Instructions for the task => From the records below, extract each line that contains the string "foliage". Case counts, so uppercase and lowercase letters must match.

+ + + + +

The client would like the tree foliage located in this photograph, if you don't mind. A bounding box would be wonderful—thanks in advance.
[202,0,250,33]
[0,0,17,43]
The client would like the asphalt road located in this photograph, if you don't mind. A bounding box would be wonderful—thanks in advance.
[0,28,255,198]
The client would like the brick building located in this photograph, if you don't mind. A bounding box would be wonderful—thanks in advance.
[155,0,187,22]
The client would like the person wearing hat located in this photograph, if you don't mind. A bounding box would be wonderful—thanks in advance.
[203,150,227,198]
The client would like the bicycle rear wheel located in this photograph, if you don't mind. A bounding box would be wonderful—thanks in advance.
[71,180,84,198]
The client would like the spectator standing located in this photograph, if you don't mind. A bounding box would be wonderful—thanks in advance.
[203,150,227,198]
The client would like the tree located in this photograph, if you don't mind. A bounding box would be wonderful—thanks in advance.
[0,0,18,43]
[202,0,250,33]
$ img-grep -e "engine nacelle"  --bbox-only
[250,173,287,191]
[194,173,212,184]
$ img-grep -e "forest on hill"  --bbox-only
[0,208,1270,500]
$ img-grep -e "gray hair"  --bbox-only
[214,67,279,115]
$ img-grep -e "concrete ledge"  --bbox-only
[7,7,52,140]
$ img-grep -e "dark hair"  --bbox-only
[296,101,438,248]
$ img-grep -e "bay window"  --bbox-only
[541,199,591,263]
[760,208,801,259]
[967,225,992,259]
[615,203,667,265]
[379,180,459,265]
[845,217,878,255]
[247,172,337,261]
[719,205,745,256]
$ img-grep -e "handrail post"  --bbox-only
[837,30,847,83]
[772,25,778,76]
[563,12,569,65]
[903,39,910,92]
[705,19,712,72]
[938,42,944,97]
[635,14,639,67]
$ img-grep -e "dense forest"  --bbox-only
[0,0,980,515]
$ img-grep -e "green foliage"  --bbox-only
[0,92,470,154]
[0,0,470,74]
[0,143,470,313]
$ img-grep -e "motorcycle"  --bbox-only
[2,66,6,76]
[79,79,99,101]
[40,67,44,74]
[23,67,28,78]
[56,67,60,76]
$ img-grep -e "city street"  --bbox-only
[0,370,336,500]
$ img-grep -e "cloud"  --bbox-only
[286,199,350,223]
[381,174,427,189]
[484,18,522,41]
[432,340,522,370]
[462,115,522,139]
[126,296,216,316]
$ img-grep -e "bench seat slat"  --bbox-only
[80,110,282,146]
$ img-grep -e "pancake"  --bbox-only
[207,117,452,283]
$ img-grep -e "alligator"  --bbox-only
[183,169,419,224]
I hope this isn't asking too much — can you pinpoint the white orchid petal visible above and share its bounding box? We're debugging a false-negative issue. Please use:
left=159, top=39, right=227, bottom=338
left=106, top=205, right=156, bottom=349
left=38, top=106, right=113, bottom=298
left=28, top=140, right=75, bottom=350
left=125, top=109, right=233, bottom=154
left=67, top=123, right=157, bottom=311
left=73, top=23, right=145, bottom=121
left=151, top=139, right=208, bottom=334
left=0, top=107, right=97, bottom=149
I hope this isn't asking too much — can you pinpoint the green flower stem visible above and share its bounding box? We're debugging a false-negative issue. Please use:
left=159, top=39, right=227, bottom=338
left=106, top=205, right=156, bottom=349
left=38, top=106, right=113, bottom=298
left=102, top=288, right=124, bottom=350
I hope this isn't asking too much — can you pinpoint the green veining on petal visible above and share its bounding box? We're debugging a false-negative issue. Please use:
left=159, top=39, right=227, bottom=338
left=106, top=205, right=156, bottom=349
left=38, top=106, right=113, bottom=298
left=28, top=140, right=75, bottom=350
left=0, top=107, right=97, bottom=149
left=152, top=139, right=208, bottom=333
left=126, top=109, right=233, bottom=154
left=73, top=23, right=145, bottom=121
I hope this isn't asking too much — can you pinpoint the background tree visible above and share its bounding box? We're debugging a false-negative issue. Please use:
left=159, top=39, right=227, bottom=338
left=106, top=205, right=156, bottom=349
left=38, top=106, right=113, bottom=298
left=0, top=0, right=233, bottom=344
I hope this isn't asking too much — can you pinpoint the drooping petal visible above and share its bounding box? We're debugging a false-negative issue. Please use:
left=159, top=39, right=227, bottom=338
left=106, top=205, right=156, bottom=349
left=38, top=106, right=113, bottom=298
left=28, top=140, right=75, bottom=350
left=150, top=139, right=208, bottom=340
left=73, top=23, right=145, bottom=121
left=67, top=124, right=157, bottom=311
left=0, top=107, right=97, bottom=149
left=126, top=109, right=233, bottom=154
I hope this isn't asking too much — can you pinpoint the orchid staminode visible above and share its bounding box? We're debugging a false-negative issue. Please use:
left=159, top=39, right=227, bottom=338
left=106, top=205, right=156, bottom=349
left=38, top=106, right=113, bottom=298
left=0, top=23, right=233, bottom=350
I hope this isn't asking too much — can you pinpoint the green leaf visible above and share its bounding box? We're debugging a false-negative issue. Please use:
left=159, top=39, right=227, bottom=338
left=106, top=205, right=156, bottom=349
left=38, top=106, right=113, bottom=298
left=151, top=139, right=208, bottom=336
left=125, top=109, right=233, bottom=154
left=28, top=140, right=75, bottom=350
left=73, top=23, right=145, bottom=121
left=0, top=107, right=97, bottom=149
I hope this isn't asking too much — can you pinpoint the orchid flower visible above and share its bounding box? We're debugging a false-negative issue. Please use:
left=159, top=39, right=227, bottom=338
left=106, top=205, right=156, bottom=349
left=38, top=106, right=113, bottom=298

+ + + + +

Result =>
The client would like the tree foliage located in this photograph, if you don't mind. A bounding box would be wonderful—thanks in advance.
$ img-grep -e "green foliage"  --bbox-only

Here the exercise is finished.